What you need to do -> Copy each line of the records that holds the string "ruffled".

(Stored entries)
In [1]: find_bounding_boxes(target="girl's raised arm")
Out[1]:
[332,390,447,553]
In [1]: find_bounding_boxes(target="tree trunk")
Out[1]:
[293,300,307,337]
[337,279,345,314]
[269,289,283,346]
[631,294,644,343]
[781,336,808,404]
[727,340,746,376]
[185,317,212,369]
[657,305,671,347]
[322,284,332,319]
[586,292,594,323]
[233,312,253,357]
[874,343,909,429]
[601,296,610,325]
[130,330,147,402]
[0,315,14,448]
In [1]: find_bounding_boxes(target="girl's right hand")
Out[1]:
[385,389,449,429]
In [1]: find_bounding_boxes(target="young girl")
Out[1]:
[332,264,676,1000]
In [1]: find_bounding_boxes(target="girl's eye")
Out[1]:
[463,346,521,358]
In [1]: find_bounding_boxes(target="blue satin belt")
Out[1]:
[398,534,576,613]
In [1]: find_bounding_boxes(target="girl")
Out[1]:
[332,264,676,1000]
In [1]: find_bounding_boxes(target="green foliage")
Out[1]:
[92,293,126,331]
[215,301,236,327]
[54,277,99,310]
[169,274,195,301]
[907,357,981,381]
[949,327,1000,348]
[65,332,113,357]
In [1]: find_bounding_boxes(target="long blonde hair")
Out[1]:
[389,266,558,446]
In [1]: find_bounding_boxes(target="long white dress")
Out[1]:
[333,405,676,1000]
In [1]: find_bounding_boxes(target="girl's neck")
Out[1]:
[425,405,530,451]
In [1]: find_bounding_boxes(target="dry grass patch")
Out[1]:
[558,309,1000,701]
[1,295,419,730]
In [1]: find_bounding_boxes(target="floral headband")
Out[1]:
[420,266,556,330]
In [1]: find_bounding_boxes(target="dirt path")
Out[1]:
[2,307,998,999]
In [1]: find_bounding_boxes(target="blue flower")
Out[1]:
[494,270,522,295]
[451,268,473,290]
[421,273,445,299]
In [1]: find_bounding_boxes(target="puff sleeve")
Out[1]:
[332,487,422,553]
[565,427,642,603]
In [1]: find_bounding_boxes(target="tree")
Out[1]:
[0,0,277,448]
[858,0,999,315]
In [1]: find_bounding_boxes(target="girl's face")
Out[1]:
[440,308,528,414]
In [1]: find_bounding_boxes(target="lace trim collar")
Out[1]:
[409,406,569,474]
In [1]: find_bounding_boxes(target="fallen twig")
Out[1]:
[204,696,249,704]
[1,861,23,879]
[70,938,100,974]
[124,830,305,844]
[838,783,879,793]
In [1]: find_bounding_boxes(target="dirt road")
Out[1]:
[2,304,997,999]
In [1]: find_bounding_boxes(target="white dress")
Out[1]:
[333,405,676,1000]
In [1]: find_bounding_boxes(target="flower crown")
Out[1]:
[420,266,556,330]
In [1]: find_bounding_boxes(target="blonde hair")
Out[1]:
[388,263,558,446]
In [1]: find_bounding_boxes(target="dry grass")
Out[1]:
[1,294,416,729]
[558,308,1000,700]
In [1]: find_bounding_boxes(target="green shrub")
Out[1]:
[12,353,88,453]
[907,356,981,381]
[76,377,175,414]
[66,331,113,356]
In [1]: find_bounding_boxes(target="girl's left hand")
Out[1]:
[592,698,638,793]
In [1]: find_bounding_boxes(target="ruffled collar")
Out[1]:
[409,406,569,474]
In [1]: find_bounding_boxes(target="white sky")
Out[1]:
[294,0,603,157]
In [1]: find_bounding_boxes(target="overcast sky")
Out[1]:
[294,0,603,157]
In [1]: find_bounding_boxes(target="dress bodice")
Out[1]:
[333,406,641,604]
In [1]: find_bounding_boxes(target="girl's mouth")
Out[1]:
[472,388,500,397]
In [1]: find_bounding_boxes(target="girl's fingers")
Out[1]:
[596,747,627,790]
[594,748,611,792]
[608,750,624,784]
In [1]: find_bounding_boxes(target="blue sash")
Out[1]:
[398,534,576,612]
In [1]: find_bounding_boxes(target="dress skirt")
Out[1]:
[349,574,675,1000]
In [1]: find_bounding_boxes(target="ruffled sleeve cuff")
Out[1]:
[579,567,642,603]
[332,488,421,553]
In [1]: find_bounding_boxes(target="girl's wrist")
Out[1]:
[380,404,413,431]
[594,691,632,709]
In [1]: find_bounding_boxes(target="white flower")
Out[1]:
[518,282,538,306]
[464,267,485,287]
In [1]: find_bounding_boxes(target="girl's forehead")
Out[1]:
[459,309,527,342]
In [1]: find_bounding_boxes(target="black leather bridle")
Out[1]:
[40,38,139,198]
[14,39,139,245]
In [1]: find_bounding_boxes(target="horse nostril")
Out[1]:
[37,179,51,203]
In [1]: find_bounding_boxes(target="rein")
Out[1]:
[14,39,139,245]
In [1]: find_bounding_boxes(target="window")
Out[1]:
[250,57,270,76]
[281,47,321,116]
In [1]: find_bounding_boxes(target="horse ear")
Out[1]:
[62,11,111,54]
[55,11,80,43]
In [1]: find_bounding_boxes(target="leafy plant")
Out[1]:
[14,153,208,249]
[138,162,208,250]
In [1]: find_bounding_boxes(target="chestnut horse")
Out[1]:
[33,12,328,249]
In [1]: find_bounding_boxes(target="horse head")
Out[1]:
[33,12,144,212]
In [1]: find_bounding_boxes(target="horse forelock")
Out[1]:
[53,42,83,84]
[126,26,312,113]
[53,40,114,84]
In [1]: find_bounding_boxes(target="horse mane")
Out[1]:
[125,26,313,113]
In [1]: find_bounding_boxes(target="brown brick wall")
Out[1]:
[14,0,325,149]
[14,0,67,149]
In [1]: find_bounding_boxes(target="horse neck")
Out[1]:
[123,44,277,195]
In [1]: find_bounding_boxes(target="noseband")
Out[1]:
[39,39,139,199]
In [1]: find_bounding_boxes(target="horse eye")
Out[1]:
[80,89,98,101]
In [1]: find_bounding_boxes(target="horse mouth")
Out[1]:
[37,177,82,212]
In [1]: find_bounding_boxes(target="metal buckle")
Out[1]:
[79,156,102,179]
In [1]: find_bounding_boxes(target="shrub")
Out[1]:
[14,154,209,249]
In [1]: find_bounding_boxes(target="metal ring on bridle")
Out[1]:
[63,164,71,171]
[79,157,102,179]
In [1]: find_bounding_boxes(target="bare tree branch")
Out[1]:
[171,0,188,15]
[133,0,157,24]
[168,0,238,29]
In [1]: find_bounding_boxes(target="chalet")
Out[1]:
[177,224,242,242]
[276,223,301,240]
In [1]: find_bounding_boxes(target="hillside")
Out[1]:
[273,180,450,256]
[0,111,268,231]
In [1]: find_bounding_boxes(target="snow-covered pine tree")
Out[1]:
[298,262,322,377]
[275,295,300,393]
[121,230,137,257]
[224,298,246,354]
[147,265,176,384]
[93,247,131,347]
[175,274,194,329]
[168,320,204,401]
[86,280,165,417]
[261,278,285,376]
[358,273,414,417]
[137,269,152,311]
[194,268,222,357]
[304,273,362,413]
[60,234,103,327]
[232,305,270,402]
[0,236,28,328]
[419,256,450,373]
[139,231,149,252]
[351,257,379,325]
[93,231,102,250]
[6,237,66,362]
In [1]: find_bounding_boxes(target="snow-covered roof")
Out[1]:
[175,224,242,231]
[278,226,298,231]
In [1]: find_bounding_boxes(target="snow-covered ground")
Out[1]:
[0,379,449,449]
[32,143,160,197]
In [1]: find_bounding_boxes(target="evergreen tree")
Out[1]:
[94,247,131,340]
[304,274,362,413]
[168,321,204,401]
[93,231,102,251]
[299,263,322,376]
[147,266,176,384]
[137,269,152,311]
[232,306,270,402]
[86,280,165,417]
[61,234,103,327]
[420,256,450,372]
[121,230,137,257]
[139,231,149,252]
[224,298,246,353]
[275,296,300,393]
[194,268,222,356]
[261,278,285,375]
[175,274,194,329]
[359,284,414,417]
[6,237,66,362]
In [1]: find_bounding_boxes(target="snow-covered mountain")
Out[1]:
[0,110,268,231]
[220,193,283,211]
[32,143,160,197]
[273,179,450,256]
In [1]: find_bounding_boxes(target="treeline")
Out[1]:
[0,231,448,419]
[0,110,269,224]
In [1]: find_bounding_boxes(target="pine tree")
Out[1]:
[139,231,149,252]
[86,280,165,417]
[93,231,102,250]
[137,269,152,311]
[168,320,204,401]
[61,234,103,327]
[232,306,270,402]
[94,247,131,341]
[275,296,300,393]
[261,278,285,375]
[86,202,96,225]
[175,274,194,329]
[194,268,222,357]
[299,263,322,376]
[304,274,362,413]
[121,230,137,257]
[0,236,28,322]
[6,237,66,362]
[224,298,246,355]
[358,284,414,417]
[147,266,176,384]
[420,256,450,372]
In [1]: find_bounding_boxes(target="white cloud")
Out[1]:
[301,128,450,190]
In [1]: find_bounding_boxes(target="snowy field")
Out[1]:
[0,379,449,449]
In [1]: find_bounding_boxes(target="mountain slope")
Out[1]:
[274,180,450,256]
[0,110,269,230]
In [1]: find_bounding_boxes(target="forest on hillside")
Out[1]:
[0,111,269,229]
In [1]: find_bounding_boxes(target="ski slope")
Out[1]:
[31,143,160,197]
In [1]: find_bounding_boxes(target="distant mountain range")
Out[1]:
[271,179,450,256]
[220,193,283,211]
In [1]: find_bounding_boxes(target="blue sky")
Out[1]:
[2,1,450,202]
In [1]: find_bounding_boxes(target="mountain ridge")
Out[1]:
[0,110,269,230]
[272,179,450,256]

Answer space ->
In [1]: find_bounding_boxes(target="ruffled collar")
In [1]: find_bounding_boxes(target="ruffled sleeve cuff")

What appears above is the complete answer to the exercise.